RE: Sir Stirling Moss: PH Meets
RE: Sir Stirling Moss: PH Meets
Wednesday 22nd May 2013

Sir Stirling Moss: PH Meets

An impromptu chat with Sir Stirling reveals memories of the DBR1 at the Nurburgring



“Do you want to talk to Sir Stirling?” It’s a question that only has one answer for any motor racing enthusiast: yes. 100 per cent yes, in fact. Even if, as we're guided over to the seat where one of the best-loved (well, comments about female racing drivers notwithstanding) racing drivers the world has seen is sitting, our minds are racing. What to say? What to ask? Should we mention the Cygnet? How to offer up our respect and admiration without coming across as obsequious bootlickers?

**Object location annotation data:**
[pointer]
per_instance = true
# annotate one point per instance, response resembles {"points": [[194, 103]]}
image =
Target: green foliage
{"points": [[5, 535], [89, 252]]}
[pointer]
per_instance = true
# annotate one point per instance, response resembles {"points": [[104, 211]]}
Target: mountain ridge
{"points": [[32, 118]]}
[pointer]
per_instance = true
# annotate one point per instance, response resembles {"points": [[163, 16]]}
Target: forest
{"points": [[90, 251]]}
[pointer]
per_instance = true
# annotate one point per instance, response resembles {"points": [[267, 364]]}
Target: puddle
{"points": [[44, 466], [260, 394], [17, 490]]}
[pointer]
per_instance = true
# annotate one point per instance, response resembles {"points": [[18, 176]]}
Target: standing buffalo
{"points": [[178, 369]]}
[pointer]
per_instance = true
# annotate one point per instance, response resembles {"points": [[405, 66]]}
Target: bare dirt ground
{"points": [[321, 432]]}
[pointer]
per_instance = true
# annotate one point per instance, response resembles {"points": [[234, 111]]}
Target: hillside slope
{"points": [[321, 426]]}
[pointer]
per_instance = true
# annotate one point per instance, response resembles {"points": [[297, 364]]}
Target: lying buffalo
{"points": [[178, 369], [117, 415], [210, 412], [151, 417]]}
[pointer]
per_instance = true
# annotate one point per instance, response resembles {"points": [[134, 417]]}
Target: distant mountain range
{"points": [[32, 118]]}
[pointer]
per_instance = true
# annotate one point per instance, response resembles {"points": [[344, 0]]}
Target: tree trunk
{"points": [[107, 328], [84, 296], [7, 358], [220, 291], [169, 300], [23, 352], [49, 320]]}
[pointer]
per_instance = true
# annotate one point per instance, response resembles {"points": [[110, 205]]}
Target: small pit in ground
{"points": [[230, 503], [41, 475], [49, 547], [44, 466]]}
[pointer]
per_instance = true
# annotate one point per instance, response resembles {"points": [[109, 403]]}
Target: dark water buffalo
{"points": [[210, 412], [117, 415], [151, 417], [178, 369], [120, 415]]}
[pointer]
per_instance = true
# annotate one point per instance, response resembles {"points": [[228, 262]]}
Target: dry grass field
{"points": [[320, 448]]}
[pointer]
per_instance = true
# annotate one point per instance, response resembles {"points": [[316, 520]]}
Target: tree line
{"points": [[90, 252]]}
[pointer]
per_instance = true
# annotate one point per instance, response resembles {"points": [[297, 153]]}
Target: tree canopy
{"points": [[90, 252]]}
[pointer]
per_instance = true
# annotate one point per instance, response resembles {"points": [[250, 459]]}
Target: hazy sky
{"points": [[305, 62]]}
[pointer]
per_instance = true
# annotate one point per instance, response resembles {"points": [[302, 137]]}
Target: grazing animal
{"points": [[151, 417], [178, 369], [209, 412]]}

==

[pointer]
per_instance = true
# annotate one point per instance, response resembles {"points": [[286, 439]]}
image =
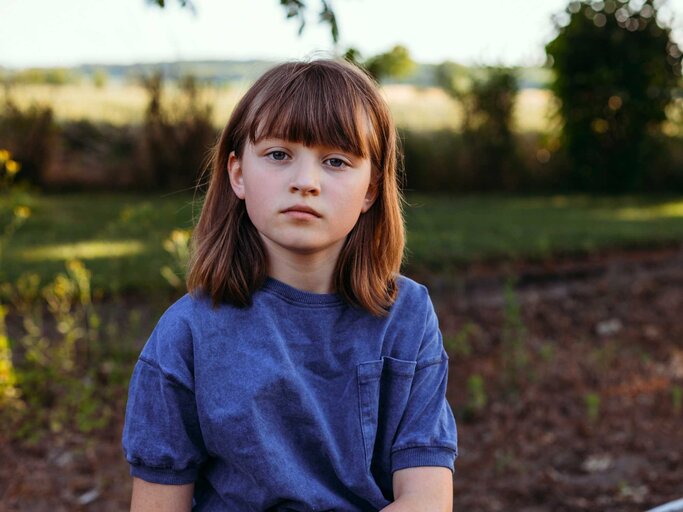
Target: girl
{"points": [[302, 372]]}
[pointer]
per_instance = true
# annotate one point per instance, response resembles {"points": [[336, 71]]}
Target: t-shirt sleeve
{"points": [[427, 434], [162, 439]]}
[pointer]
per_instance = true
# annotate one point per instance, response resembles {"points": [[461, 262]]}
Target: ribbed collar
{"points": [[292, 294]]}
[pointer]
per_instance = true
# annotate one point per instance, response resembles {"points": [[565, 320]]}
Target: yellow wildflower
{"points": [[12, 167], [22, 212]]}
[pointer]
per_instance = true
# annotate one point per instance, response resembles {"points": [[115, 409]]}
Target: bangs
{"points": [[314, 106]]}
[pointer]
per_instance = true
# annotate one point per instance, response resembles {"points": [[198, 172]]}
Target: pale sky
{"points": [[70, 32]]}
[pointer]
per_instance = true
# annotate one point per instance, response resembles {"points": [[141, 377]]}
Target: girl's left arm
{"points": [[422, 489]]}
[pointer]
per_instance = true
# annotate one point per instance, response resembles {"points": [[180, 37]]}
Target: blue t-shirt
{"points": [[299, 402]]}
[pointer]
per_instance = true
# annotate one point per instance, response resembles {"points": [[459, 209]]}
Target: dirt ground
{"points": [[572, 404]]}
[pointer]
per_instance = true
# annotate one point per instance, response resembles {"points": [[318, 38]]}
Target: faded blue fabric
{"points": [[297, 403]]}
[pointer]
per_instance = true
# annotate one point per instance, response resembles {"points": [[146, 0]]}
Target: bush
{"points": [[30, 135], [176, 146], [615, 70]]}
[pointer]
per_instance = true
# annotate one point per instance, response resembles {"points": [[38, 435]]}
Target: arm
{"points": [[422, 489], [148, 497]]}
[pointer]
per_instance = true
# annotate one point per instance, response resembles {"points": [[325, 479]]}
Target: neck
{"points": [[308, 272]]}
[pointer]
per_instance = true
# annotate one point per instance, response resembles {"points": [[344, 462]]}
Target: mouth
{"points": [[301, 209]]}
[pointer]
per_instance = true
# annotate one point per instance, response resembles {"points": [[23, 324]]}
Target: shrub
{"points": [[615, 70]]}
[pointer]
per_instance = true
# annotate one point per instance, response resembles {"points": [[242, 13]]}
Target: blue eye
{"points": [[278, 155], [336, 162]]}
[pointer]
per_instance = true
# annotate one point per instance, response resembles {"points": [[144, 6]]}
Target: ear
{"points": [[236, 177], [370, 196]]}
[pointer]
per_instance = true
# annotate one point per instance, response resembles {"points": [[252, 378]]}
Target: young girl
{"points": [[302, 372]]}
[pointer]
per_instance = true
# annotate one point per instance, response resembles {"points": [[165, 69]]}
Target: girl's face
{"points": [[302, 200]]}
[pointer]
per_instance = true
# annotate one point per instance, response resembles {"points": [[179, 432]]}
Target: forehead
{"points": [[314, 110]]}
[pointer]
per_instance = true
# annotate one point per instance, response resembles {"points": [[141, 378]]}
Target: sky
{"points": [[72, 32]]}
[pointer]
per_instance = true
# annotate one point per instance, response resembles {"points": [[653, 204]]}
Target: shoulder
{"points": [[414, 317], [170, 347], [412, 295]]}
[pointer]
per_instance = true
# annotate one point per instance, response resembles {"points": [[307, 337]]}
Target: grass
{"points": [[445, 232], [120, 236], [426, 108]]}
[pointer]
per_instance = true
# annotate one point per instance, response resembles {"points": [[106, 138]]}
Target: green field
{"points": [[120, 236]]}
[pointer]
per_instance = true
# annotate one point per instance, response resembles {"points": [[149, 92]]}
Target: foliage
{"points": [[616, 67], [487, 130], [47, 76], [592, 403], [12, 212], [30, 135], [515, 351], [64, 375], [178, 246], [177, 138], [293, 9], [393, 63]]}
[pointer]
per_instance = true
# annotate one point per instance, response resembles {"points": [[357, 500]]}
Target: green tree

**What to work on:**
(1) List every sentence in the Sir Stirling Moss article that ends with a question mark.
(2) Carry on the Sir Stirling Moss article past its final paragraph.

**Outputs for the tasks:**
(1)
- "Do you want to talk to Sir Stirling?"
- What to say?
- What to ask?
- Should we mention the Cygnet?
- How to offer up our respect and admiration without coming across as obsequious bootlickers?

(2)
Moss confers with Bez and that 007 bloke
Moss confers with Bez and that 007 bloke
But Sir Stirling seems remarkably tolerant of questions he’s almost certainly given answers to thousands of times already. He’s ageing well, still in good spirits and beneath a tanned, crinkled brow, his crystal blue eyes still burn brightly, behind them memories of more incredible achievements and more amazing experiences than anyone else in the room can ever hope to match.

The car we’re sitting next to – the Aston Martin DBR1 that Moss has just driven in the centenaryparade lap – seems as good a point as any to start off with. How did Sir Stirling find it? “It was a great car to race, but a lousy car to drive,” he says. “It comes into its own when you’re really driving it hard. Pussying it around really isn’t its best style.” So there was no temptation to say ‘sod the 60km/h limit, let’s give it its head’, then? “No, no,” he says with a smile. “The thing I do when I drive a car like this is to try and feel how good it was, you know.” But Sir Stirling implies that there is still a desire to do so, even if he wouldn’t go through with it. “I mean I had to do a thing the other day in a C-Type Jag,” he adds, “and of course, it’s like having a beautiful girl, but she won’t go to bed with you!”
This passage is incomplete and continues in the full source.